- **Exercise task**: Set down, in full, every record in the block.

- **Given information**:

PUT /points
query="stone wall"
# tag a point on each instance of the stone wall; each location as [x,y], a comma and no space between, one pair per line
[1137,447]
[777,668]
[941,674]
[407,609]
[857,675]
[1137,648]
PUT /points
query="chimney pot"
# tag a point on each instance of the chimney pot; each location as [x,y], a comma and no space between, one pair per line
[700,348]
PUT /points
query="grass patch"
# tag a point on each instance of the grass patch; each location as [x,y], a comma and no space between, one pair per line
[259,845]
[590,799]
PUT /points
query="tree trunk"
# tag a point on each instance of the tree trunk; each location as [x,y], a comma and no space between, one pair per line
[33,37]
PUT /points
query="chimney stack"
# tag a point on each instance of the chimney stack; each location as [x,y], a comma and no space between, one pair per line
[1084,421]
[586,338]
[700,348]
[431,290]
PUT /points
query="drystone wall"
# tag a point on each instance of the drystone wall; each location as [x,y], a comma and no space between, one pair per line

- **Reply to the task**:
PUT /points
query="stone wall"
# tag a point on each instance of the stone wall; each location as [x,y], a comma and no space between, one pair per line
[1137,447]
[777,668]
[941,674]
[407,609]
[857,675]
[1137,648]
PUT /points
query="chimney pot"
# tag a point on each instance of the chimney pot; each location as [x,y], a comma and no space between, one pair per line
[700,348]
PUT /points
query="grass patch"
# tag a point on each instance of the grass patch; each location as [x,y], a comma and no space between, one pair per line
[259,845]
[590,799]
PUT /points
query="tree trunk"
# tag a point on each instance of the tree trunk; each location as [x,y], a comma and no space between, one pair per line
[33,37]
PUT /points
query="chimney stack"
# tag a point on each instance of the chimney stack; each location as [x,y], a comma and no space between, one pair per line
[1084,421]
[586,338]
[700,348]
[431,290]
PUT /points
query="drystone wall"
# tag a point on each instance of the drystone wall; each location as [x,y], a comma and no space between, one pair per line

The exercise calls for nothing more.